+++ AVAILABLE RECORDS

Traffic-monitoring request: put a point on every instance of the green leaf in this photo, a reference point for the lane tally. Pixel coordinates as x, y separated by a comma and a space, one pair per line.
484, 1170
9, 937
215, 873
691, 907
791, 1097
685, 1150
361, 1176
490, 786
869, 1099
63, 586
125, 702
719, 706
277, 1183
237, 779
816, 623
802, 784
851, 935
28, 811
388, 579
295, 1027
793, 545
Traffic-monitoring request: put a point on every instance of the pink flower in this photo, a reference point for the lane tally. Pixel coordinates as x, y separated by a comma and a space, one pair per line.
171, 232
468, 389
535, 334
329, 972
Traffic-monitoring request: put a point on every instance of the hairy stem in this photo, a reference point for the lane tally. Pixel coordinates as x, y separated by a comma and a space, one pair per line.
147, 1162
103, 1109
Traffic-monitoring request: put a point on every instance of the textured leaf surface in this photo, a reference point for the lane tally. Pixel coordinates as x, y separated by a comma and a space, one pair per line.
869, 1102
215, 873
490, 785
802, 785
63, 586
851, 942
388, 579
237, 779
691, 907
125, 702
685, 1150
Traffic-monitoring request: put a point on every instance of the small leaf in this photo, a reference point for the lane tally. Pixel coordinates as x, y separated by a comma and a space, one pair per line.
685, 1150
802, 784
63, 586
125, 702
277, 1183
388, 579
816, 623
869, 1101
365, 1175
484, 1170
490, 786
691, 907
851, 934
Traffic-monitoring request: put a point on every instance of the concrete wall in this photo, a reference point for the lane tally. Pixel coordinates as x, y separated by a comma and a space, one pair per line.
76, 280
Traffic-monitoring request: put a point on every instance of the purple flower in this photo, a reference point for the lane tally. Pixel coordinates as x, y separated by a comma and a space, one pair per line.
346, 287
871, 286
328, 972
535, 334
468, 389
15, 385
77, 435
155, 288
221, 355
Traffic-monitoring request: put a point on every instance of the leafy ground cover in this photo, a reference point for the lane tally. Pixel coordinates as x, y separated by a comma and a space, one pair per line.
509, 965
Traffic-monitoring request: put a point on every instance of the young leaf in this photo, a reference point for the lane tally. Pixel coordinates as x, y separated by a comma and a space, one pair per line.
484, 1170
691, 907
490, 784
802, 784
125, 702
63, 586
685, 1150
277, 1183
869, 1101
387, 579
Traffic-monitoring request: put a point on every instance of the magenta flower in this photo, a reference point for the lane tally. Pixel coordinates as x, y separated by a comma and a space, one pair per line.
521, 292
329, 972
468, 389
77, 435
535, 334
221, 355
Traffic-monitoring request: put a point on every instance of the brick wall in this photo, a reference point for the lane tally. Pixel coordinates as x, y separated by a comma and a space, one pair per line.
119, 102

++++++

▶ ACTION ITEM: Make an exact copy of all the lines above.

▶ SOLUTION FOR THIS PROBLEM:
Traffic-monitoring request: put a point on every instance of the green leaf in this photo, a reference point for the lane tally. Pixel coordinates as x, y separated by a comma and a space, one pair per line.
484, 1170
9, 937
215, 873
691, 907
791, 1097
685, 1150
361, 1176
490, 786
869, 1099
63, 586
125, 702
719, 706
277, 1183
237, 779
816, 623
802, 784
851, 935
28, 811
388, 579
295, 1027
793, 545
Traffic-monitoring request: put a point on every instance of the pink flower in this photo, a reference point for the lane tally. Pixel coordinates as x, y separated by a comma and a space, one pair per line.
171, 232
468, 389
535, 334
329, 972
Traffic-monitoring request: put a point on every instance of the hairy stem in this photo, a reference point for the lane tally. Pixel coordinates as x, y separated by a comma and a space, one pair per line.
147, 1162
103, 1109
Traffic-monitoring request: put a point on every instance of the textured leaf surface in this photo, a reference point for the lane tally. Pixel coordinates as x, y separated by a comma and a space, one pair per line.
869, 1102
215, 873
490, 785
802, 785
63, 586
851, 942
388, 579
237, 779
691, 907
125, 702
685, 1150
Traffic-monitoring request: put a point on every instance of the small leaf in this photo, a reference point for the lane tally. Pixel coordinates as x, y separated by a comma and a space, one pair per line.
685, 1150
802, 784
63, 586
125, 702
277, 1183
388, 579
816, 623
869, 1101
365, 1175
484, 1170
490, 786
691, 907
851, 934
Traffic-monitoring request: put a point on every instance of the concrete wall in this photo, a reference point for the lane tally. Pixel coordinates as x, y separated by a comma and a space, one pair per line.
76, 280
Traffic-monitoring request: put a point on every instance of the purple flower in this photo, a reference point for the lane tally. Pixel coordinates as x, y separated by a comma and a space, one pair per line.
346, 287
871, 286
328, 972
535, 334
468, 389
15, 385
77, 435
155, 288
221, 355
Traffic-monitoring request: put a point on every instance of the leafy ground cover in this photo, a reference point for the lane tally. Pixel coordinates as x, y separated by a comma and a space, one pair per line.
509, 965
Traffic-monitoring request: put a point on every instance of the young leaf in this photo, a reference point for the lane tally. Pixel coordinates as x, y separated by a comma and a space, one pair per line.
484, 1170
691, 907
490, 784
802, 784
125, 702
63, 586
685, 1150
277, 1183
869, 1101
387, 579
Traffic-monitoring request: put a point on every instance of the magenta flower in this photo, a reference point for the lane tally. Pixel coordinates as x, y separated by a comma and a space, one pair per line.
521, 292
329, 972
468, 389
77, 435
535, 334
221, 355
Traffic-monitoring request: put a point on every instance of the brick wall in this photo, a reference point for the lane tally. Pixel coordinates as x, y separated by a comma and a space, one pair per line.
119, 102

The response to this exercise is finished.